◆ **Document section**
GSoC ’14 Progress

It’s been over a week since my last post, and my recollection of work done is a bit hazy :(. Here’s a quick summary though:

  • Tests! I’ve written pretty comprehensive tests for writing and reading of log files (including grouped-by-day reading). I learned about Assert.jsm – something so new that my tests broke one fine day because of ongoing changes in m-c (I expected it to be stable because do_check_* had already been marked deprecated in MDN).
  • Bug fixing. Writing tests uncovered several intricacies that have now been taken care of. One discovery that hasn’t been addressed yet is that if queued file operations exist during AsyncShutdown, they fail because stuff like JSON (and even dump) get removed from the scope. A simple (pending) solution is to yield on all of them when the “prpl-quit” notification is fired.
  • Thunderbird! I got a Thunderbird build running and tested the new API changes. The UI is properly listing and displaying logs. Gloda indexing has also been updated: I had to implement yet another promise queue to make sure we read only one conversation at a time (and not load all of them into memory). Debugging was a hassle and took ages: Components.utils.reportError is disabled from chrome code by default in Thunderbird! I searched around for hours to see why my code wasn’t being called when indeed it was – just that the reportError call was never firing.
  • In the middle of all this, I took a day to play with the convbrowser code to see if I could manipulate the way messages are added and so on. I succeeded in getting messages to be added in reverse, but bubbles grouping wasn’t working and my code got messy enough that I reverted everything. It was a good experiment though, a kind of warm-up exercise for the real task that looms ahead 😉
  • I also spotted and fixed a couple of minor miscellaneous bugs.

While the async-logs patches undergo review cycles, I plan to either play more with the convbrowser and churn out something concrete (my first goal is to make context messages load from the bottom up), or to start messing with databases – test out storage/retrieval performance and disk usage with full-text-search enabled if we store all messages in it for example. Maybe both!

◆ **Information supplied**
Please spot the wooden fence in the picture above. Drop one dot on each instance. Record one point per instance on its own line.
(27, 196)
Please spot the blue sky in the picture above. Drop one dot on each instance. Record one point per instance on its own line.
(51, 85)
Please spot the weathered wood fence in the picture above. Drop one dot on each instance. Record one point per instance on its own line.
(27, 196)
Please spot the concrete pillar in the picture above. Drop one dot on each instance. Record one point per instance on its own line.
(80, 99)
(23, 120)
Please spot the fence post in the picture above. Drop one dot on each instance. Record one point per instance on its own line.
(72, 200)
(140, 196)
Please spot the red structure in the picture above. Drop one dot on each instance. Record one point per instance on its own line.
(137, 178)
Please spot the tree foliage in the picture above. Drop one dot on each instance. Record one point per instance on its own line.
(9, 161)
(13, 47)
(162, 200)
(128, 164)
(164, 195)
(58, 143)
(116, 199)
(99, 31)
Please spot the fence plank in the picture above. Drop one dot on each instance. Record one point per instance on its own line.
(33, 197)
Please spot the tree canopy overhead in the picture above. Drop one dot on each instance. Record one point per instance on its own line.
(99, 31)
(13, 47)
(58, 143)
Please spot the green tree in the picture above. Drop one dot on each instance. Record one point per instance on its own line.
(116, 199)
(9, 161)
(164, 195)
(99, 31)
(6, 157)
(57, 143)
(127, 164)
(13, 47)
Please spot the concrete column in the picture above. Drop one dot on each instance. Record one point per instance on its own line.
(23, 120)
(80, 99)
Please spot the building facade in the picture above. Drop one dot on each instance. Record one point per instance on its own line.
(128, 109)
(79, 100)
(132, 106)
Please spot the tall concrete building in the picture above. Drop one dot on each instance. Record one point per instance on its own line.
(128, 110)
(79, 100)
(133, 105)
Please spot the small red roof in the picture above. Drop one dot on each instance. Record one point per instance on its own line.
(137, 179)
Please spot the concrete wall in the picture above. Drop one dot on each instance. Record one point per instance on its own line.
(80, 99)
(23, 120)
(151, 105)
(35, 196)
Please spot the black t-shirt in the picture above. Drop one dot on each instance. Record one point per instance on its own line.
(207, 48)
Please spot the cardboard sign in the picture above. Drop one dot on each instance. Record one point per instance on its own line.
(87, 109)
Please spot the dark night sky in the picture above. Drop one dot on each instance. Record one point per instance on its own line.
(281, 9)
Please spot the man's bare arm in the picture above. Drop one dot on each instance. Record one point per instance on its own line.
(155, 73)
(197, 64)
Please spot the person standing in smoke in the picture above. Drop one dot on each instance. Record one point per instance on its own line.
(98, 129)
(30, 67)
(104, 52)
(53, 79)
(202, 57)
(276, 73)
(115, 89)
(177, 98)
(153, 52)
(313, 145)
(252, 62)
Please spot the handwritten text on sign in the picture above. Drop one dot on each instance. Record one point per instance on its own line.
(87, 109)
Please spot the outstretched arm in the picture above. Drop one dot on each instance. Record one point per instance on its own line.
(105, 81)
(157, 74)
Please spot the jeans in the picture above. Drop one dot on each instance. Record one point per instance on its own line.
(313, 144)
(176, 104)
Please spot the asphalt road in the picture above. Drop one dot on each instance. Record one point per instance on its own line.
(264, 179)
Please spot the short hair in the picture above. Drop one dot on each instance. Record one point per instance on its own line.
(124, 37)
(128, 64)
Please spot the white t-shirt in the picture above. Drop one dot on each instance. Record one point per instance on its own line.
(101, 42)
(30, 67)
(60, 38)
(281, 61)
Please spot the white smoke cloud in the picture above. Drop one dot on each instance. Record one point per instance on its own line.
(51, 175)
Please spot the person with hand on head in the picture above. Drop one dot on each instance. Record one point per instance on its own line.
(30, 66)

◆ **Written instruction A**
According to the GSoC progress post, what is disabled from chrome code by default in Thunderbird?
◆ **Written instruction B**
Continue the GSoC progress post from the point where it stops.
The lines after the GSoC progress post are separate material and not part of that post.

◆ **Written reply A**
Components.utils.reportError

◆ **Written reply B**
Until next time! Hopefully the next progress update won’t take as long as this one did.

GSoC ’14 Progress: File I/O Performance and Promise Chains

In my last post I included a to-do list of sorts that I expected to complete before writing the next one. None of the items in the list have been crossed off, but the progress over the last couple of days call for another post so here goes.

First off: file I/O strategies. I had a few enlightening discussions on #perf with Yoric and avih about the strategy I proposed about log writing and file I/O in general. The strategy – having an OS.File instance open and repeatedly appending to it using write() – was deemed feasible, but then I started thinking about a problem Florian hinted – what happens when we try to read a log file that’s currently open for writing (and possibly during a pending write)?

I talked to Yoric about possible race conditions between reads and writes, and it turns out this isn’t a problem because OS.File does I/O on a single thread. However, he warned me that opening a file for reading while it was already open for writing might fail on Windows (in general, opening a file twice concurrently).

As a solution to this, I proposed that, instead of keeping the file open, we open it, write to it, and close it immediately whenever we need to append a message. Not keeping the file open means that we don’t have to worry about opening it twice simultaneously, but now I had to worry about overhead added from opening and closing the file every time. What would the impact be if, for example, 50 conversations were open and each of them had up to 30 incoming messages per second? Would the overhead added by opening/closing visibly impact performance in this kind of a situation?

I asked about this on #perf again, and this time avih responded with some valuable insight. He explained that OSes cache opens and closes (and even seeks) so that successively opening a file would cause negligible overhead. This was of course only considering OS level file handling, not counting overhead caused by the OS.File implementation.

Now that I was confident that opening/closing the file every time wasn’t totally insane, I wrote a small benchmark to compare performance between the two strategies for appending a string to a file 1000 times. I ran it on my MacBook’s SSD, a FAT32 USB 2 flash drive, and a HFS+ partition on my USB 3 hard drive. The results were similar: opening/closing the file every time was about 3-4 times slower than keeping it open (absolute values were between 0.5-1.5 seconds keeping it open, and 1.5-5 seconds opening/closing every time).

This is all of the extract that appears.